> [INSTRUCTIONS TO FOLLOW]:
Will you write out all the entries below exactly?

> [EXERCISE INPUTS]:
*** Begin section ***

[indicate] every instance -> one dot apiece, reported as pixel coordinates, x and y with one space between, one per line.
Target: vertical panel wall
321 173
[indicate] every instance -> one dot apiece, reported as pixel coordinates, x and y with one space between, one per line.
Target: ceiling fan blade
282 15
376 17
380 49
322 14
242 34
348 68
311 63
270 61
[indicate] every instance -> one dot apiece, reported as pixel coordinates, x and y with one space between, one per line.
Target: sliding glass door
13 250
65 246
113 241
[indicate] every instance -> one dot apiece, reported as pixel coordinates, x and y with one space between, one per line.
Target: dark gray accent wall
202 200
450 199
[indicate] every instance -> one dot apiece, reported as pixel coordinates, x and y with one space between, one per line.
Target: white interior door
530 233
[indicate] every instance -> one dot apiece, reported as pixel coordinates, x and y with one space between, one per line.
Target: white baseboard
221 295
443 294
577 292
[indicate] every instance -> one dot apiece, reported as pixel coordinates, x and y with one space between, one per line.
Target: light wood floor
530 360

*** End section ***

> [WRITTEN RESPONSE]:
[indicate] every instance -> one dot apiece, reported as pixel coordinates, x and y with one space between, one per line.
Target: vertical panel wall
321 173
[indicate] every instance -> one dot apiece, reported as pixel coordinates, x and y with one space between, one per line.
Target: ceiling fan blade
282 15
376 17
380 49
322 14
242 34
348 68
311 63
270 61
[indicate] every instance -> one dot apiece, reported as pixel coordinates, x and y with one space between, one per line.
Target: sliding glass door
13 250
65 246
113 241
[indicate] every instance -> one dot apiece, reported as pixel coordinates, x and y with one space between, one per line.
Target: dark gray accent wall
202 200
450 199
[indicate] every instance -> one dot apiece, reported as pixel coordinates, x and y with one space between, one per line.
Target: white interior door
530 233
[indicate] every instance -> one dot apiece, reported as pixel coordinates, x and y with one space between, one per line.
Target: white baseboard
221 295
443 294
577 292
[indicate] every instance -> one dot apiece, reported as pixel coordinates, x and y with one space between, one per line.
Target: light wood floor
530 360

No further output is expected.